- 読解用本文
********************
機械学習で競馬予想其の013 ～リファクタリング2～

前回に引き続きリファクタリング。getParamの第1引数は、馬のデータが入ったファイルなんだけど、これを日本語（全角カナ）で読み込めるようにした。
これは単に、馬の名前は全角カナなので、ファイル名＝馬の名前としておきたいというだけ。

calctime(getParam(u"weekend.tsv"), 1200, 504, 54.0, 1, 150918, 11)

以下のように「u"ファイル名"」とすれば、問題なさそうだ。しかし、これはファイル名を固定値で埋め込む場合に限るので、ファイルシステムから直接ファイル名を取得する場合においては、別の方法をとる必要がある。

calctime(getParam(u"ウィークエンド.tsv"), 1200, 504, 54.0, 1, 150918, 11)

例えばwindows環境(shift-jis)の場合なんかだと、globを使って、特定のディレクトリ配下のファイル名を取得し、unicode(fname, encoding='shift-jis')とすることで、unicodeでファイル名を取得することが可能だ。

import glob

for fname in glob.glob(horse_data_file_path + '/*'):
    calctime(getParam(unicode(fname, encoding='shift-jis')), 1200, 504, 54.0, 1, 150918, 11)

ただ、上記の実装では、レース毎、馬毎に異なる出走距離、馬体重等が固定値となっているのでそのあたりは別途検討の必要がある。

一旦、現状の前ソースを公開。まだまだだけど、これでも大分マシになったかな、、（多分）

# -*- coding: utf-8 -*-
import scipy as sp
import numpy as np
from scipy import linalg as LA
import os
import glob
import ConfigParser

# 環境設定ファイル読込処理
envFile = ConfigParser.SafeConfigParser()
envFile.read(r'\horse\conf\config.ini')

horse_data_file_path = envFile.get('horse_data', 'file_path')

# 天候・馬場
weatherDict = {}
weatherIndex = 0

# 開催地
locationDict = {}
locationIndex = 0

# 馬データの読み込み
def loadHorseData(filename):
    horsedata = sp.genfromtxt(os.path.join(horse_data_file_path, filename), delimiter="\t", 
        dtype=[ ('日付','S10'),         # 0:日付
                ('開催地','i3'),       # 1:開催地
                ('レース','i2'),         # 2:レース 
                ('レース名','U50'),       # 3:レース名  
                ('距離','i4'),          # 4:距離  
                ('天候','i3'),         # 5:天候  
                ('馬番','i2'),          # 6:馬番 
                ('人気','i3'),          # 7:人気 
                ('着順','U10'),         # 8:着順 
                ('タイム','f5'),        # 9:タイム 
                ('差/事故', 'i4'),     # 10:差/事故  
                ('上3F','i4'),         # 11:上3F 
                ('通過順','U10'),      # 12:通過順
                ('体重','i4'),         # 13:体重
                ('騎手','U20'),        #　14:騎手
                ('負担重量','i4'),     # 15:負担重量
                ('調教師','U20'),      # 16:調教師
                ('獲得賞金（円）','U10')  # 17:獲得賞金
                ],                  
        converters={ 
            0 : lambda s: convertDate(s.decode('utf8')), # 開催日
            1 : lambda s: createLocationDict(s.decode('utf8')),    # 開催地
            3 : lambda s: s.decode('utf8'),    # レース名
            5 : lambda s: createWeatherDict(s.decode('utf8')),    # 天候
            9 : lambda s: convertTime(s.decode('utf8')), # タイム
            14 : lambda s: s.decode('utf8'),    # 騎手
            16: lambda s: s.decode('utf8'),    # 調教師
        })
********************
- 提供リスト
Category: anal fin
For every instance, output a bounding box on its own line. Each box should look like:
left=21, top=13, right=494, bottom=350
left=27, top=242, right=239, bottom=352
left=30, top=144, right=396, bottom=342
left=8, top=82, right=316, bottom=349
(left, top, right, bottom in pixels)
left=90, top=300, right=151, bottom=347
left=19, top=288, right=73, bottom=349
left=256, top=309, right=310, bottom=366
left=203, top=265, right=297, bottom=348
********************
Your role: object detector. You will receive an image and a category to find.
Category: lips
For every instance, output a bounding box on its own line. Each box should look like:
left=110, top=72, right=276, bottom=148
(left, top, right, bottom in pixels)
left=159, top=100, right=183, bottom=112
********************
- 取り組む課題
A – リストのうち「Category: anal fin」を含む行から「left=203, top=265, right=297, bottom=348」を含む行までの範囲を、「bounding box」を「rectangle」に置き換えて更新し、それ以外は一切変えずに示してください。
B – 機械学習による競馬予想のリファクタリングを扱った本文について、最後に示された行の続きを書き進めてください。
本文とリストの間には、内容上の関連はありません。

- 演習の結果
A –
Category: anal fin
For every instance, output a rectangle on its own line. Each box should look like:
left=21, top=13, right=494, bottom=350
left=27, top=242, right=239, bottom=352
left=30, top=144, right=396, bottom=342
left=8, top=82, right=316, bottom=349
(left, top, right, bottom in pixels)
left=90, top=300, right=151, bottom=347
left=19, top=288, right=73, bottom=349
left=256, top=309, right=310, bottom=366
left=203, top=265, right=297, bottom=348

B –
    return np.array(horsedata.tolist(), dtype = object)

# １桁の場合は前ゼロを付与
def addZero(data):
    if len(data) == 2:
        return data
    else:
        return "0" + str(data)

def convertDate(date):
    aryYmd = date.split("/")
    year = addZero(aryYmd[0])
    month = addZero(aryYmd[1])
    day = addZero(aryYmd[2])
    return str(year) + str(month) + str(day)

def convertTime(time):
    if len(time.split(":")) == 2:
        return np.float32(time.split(":")[0])*60+np.float32(time.split(":")[1])
    else:
        return np.float32(time)
  
def createWeatherDict(weather):
    global weatherDict
    global weatherIndex
    
    if weatherDict.has_key(weather) == False:
        weatherIndex += 1
        weatherDict[weather] = weatherIndex
    return weatherDict[weather]
        
def createLocationDict(location):
    global locationDict
    global locationIndex
    
    if locationDict.has_key(location) == False:
        locationIndex += 1
        locationDict[location] = locationIndex
    return locationDict[location]
    
def paddingArray(ymd, loc, d, weather, n, y, w1, w2, padding):
    if padding.size != 0:
        y = y[padding]
        d = d[padding]
        w1 = w1[padding]
        w2 = w2[padding]
        n = n[padding]
        ymd = ymd[padding]
        weather = weather[padding]
        loc = loc[padding]
    return y, d, w1, w2, n, ymd, weather, loc
    
#　データを整形する。
def dataShaping(horsedata):
    ymd = horsedata[:,0] # 開催日の配列を作成
    loc = horsedata[:,1]  # 開催地の配列を生成
    d = horsedata[:,4]    # 距離の配列を生成
    weather = horsedata[:,5] # 天候の配列を生成
    n = horsedata[:,6]     # 馬番の配列を生成
    y = horsedata[:,9]    # タイムの配列を作成
    w1 = horsedata[:,13]  # 体重の配列を生成
    w2 = horsedata[:,15]  # 負担重量の配列を生成

    # 記録が無いレースを除外
    z = np.array([idx for idx, i in enumerate(y) if i == i  ])
    y, d, w1, w2, n, ymd, weather, loc = paddingArray(ymd, loc, d, weather, n, y, w1, w2, z)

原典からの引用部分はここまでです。